### Excerpted text:

________________

Depending upon the purpose or use case, you will come across various types of neural networks. The three most commonly used neural networks are Feed Forward Neural Networks, Recurrent Neural Networks (RNN), and Convolutional Neural Networks (CNN).
In this article, we will focus on Recurrent Neural Networks (RNNs) and learn about them in detail.
What is a Recurrent Neural Network?
Recurrent Neural Networks (RNNs) are an extremely powerful machine learning technique capable of memorizing the previous hidden state. It utilizes a concept known as sequential memory to make predictions or classifications.
Traditional neural networks assume that the input and output are independent of each other. But, RNNs consider the sequence of inputs to determine the output.
It is important to note that RNNs are primarily leveraged while working with sequential data. Now, what is sequential data? Whenever the points in a dataset depend on other points in the dataset, it is sequential data. For example, time series data of stock prices, documents, audio clips, video clips, etc.
In simple words, RNNs are employed when the order of data is significant for analysis. This is one characteristic that differentiates them from other neural networks.

________________

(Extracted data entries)
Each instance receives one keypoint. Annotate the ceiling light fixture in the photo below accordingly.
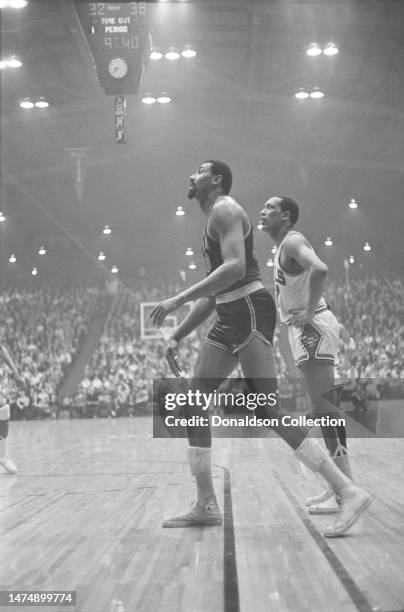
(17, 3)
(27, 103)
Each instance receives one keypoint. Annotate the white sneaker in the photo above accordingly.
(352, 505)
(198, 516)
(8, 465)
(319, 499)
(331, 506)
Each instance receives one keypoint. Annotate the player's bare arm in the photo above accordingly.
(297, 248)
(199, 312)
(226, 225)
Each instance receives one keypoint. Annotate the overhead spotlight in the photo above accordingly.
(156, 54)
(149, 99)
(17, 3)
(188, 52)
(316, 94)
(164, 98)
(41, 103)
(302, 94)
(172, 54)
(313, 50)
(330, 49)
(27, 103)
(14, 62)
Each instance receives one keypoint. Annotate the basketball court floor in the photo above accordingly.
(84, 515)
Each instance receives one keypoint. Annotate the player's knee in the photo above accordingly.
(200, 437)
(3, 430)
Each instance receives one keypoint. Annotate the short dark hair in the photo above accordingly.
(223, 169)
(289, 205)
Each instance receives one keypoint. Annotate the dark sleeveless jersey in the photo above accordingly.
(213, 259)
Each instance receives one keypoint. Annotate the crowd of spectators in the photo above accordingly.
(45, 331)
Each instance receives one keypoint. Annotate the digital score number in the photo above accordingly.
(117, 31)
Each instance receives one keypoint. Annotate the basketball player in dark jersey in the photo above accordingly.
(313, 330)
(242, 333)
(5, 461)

________________

### Problem to work on:
Carry on the text about recurrent neural networks from the point where it stops.

### Response:
Besides this, RNNs share the same weights and parameters across each layer. This is in contrast to Feed Forward Networks that have different weights across each node.
Sharing parameters reduces the training time and significantly decreases the number of times weights have to be adjusted during backpropagation. This is another exceptional quality of recurrent neural networks.
What are the different types of Recurrent Neural Networks?
Unlike Feed forward networks that take one input and give one output, Recurrent Neural Networks can map inputs and outputs of varying dimensions.
Depending upon the lengths and sizes of the input and the output, RNNs are of 4 types:
- One to One
- One to Many
- Many to One
- Many to Many
How do Recurrent Neural Networks work?
The working of a Recurrent Neural Network is unique because of a loop that cycles the data. It produces the output, copies it, and loops it back into the network. Thus, the loop helps the algorithm to consider the previous inputs with the current input.
Let’s understand this with the help of an example. Suppose you input the sentence, ‘Tomatoes.’ to a simple neural network and process it character by character. By the time it reaches the character ‘a’, it forgets the previous characters (T, o, m). So, it will not be able to make predictions about the next characters.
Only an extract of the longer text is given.